• [Aim] Rewrite the stretch of the listing from its start through the line containing "M 141 64 L 145", changing "fluffy tail" to "bushy tail" and keeping all other text identical.

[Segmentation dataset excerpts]
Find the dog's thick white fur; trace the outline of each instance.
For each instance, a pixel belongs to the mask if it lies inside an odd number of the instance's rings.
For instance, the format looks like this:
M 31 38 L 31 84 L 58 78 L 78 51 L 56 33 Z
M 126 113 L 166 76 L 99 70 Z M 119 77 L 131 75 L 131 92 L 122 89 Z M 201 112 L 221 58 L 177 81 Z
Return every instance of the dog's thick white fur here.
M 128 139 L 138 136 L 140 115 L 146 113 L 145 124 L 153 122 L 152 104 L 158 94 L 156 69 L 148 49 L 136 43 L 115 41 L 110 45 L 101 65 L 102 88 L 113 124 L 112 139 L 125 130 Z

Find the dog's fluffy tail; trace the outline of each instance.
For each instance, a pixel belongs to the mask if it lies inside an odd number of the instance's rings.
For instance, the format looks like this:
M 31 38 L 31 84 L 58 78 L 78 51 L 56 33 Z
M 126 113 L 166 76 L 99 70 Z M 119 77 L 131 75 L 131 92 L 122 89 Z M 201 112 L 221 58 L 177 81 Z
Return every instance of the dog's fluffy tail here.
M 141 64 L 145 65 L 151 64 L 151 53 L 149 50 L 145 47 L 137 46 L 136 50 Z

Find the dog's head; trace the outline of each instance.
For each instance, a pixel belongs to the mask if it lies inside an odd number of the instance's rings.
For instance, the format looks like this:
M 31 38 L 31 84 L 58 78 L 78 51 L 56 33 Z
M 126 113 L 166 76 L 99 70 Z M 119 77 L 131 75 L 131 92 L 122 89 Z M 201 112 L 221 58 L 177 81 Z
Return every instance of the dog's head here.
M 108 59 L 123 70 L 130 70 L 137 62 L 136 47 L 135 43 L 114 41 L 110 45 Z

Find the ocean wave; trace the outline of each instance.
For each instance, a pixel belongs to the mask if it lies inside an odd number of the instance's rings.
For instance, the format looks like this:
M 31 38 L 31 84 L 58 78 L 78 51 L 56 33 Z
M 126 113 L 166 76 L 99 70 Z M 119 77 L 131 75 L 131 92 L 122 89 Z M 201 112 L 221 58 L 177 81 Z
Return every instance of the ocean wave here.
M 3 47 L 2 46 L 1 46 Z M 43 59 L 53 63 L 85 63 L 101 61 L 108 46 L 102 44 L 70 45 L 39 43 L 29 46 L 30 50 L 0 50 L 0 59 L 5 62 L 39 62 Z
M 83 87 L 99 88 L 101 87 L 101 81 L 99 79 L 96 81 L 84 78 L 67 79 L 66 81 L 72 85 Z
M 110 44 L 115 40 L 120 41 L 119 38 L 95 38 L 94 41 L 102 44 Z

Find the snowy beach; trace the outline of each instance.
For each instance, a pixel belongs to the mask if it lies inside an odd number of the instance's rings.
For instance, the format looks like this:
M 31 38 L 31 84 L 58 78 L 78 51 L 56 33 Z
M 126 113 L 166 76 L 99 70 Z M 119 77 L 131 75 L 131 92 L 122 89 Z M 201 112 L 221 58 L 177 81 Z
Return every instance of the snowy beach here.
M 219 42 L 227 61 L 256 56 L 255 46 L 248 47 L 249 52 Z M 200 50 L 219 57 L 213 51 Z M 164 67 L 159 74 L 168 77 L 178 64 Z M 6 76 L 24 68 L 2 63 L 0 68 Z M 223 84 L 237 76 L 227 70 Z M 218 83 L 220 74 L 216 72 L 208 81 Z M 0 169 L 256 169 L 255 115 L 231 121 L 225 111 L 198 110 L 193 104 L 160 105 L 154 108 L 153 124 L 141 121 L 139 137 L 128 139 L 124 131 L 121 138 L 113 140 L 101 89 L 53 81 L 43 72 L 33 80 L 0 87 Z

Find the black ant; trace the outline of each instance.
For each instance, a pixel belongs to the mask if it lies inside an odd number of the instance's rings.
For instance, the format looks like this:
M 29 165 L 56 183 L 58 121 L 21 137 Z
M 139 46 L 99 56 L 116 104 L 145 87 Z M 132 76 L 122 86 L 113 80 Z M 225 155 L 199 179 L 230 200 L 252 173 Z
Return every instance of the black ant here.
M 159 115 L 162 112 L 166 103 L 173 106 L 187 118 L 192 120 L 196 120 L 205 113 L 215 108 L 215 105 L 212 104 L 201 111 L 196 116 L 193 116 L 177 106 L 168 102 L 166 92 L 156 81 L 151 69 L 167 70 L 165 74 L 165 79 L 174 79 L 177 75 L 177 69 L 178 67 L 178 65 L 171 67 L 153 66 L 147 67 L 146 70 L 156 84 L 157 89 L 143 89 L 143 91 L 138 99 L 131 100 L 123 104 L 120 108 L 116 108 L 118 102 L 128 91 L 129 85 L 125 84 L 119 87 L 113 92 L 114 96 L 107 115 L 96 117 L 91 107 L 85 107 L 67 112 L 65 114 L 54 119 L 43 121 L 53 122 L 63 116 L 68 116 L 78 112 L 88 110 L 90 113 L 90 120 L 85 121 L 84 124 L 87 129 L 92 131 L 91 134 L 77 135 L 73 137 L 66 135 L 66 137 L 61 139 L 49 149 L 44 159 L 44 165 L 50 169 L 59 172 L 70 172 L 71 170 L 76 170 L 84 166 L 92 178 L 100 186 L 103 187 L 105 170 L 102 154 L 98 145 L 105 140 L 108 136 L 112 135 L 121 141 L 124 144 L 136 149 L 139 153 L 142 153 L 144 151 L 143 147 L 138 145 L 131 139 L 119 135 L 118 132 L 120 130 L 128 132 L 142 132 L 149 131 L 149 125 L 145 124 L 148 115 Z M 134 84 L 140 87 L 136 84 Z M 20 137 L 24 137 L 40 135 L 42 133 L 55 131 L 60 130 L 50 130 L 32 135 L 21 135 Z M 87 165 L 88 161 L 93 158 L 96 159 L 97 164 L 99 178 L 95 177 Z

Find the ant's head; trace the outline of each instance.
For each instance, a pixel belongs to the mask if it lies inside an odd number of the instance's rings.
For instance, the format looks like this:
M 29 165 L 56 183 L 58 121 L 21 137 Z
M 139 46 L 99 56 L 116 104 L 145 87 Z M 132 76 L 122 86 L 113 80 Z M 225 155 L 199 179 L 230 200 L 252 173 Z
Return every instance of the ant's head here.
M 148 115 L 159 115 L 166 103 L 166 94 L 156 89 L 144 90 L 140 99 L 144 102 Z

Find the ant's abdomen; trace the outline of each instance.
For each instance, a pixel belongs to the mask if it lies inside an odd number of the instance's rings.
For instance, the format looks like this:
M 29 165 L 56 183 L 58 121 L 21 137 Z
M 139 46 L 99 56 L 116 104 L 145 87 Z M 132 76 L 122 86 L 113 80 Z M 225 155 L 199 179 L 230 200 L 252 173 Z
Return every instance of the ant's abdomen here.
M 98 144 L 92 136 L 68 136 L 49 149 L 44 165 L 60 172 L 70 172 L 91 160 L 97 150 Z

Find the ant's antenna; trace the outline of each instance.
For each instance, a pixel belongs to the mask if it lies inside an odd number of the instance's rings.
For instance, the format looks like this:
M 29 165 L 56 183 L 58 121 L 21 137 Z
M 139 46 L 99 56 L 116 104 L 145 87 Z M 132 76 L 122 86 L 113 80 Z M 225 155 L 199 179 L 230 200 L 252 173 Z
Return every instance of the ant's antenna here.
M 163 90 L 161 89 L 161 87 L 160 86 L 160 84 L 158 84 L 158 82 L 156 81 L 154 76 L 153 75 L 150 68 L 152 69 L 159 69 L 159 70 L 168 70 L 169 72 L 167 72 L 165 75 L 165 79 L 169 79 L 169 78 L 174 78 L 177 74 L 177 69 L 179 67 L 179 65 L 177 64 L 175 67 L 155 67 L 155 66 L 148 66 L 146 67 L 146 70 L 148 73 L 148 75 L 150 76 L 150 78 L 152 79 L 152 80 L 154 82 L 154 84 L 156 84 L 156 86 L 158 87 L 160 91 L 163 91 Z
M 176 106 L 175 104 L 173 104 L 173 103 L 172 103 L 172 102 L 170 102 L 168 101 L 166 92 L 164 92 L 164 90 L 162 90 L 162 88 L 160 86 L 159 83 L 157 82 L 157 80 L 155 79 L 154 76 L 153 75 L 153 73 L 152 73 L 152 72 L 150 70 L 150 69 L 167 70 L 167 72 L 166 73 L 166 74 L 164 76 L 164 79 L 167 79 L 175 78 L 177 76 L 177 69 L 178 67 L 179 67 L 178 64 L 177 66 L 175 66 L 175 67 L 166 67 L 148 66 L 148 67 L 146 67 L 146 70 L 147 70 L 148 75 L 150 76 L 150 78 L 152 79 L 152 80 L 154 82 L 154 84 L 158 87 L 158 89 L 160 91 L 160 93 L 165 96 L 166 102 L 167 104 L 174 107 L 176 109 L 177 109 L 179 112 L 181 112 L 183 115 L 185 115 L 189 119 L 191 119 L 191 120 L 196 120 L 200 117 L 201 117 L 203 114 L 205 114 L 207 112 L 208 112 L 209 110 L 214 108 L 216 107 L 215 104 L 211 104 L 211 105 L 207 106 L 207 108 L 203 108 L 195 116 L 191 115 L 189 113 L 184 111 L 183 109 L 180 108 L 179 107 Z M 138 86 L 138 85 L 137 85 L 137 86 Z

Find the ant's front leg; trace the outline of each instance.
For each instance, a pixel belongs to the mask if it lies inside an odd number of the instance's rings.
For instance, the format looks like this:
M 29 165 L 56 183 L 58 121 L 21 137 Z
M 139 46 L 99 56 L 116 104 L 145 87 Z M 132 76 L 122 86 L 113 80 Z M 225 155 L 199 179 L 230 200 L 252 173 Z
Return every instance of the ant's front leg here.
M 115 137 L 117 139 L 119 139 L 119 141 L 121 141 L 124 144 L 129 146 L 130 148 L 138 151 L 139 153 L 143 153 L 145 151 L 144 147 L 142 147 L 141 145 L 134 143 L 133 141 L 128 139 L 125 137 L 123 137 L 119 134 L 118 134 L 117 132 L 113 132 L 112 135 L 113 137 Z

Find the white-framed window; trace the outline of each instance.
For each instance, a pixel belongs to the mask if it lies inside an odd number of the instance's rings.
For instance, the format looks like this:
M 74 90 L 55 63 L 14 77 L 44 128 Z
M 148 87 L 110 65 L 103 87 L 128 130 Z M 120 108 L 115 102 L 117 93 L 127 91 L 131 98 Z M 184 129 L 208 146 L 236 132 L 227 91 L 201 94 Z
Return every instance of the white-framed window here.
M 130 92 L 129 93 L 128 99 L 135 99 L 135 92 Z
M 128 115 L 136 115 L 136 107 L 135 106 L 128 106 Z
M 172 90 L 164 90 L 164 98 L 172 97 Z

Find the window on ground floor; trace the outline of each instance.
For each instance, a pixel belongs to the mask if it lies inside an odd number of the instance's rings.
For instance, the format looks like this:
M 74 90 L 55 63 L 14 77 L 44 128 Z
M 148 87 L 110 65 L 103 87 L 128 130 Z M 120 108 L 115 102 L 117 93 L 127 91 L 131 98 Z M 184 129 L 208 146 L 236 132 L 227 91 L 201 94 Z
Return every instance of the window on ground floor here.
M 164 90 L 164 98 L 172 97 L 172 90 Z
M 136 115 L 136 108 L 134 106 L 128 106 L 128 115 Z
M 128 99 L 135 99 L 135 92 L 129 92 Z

• [Response to the task]
Find the dog's thick white fur; trace the outline of each instance.
For each instance, a pixel belongs to the mask if it lies inside an odd number of the instance's rings.
For instance, the format looks like this:
M 31 38 L 31 84 L 58 78 L 78 51 L 56 33 Z
M 126 113 L 166 76 L 99 70 Z M 119 77 L 131 75 L 131 92 L 122 89 Z M 201 112 L 221 58 L 177 81 Z
Return every instance of the dog's thick white fur here.
M 128 139 L 138 136 L 140 115 L 146 113 L 145 124 L 153 122 L 152 104 L 158 94 L 156 69 L 148 49 L 136 43 L 115 41 L 110 45 L 101 65 L 102 88 L 113 124 L 112 139 L 125 130 Z

Find the dog's bushy tail; trace the outline of each instance.
For each instance, a pixel belongs to the mask if it lies inside an odd number of the instance's rings.
For instance, the format looks like this:
M 31 38 L 31 84 L 58 78 L 78 51 L 56 33 Z
M 126 113 L 166 76 L 99 70 Z M 119 77 L 131 75 L 131 92 L 122 89 Z M 201 112 L 221 58 L 177 81 Z
Return every instance of the dog's bushy tail here.
M 141 64 L 145 65 L 151 64 L 151 53 L 149 50 L 145 47 L 137 46 L 136 50 Z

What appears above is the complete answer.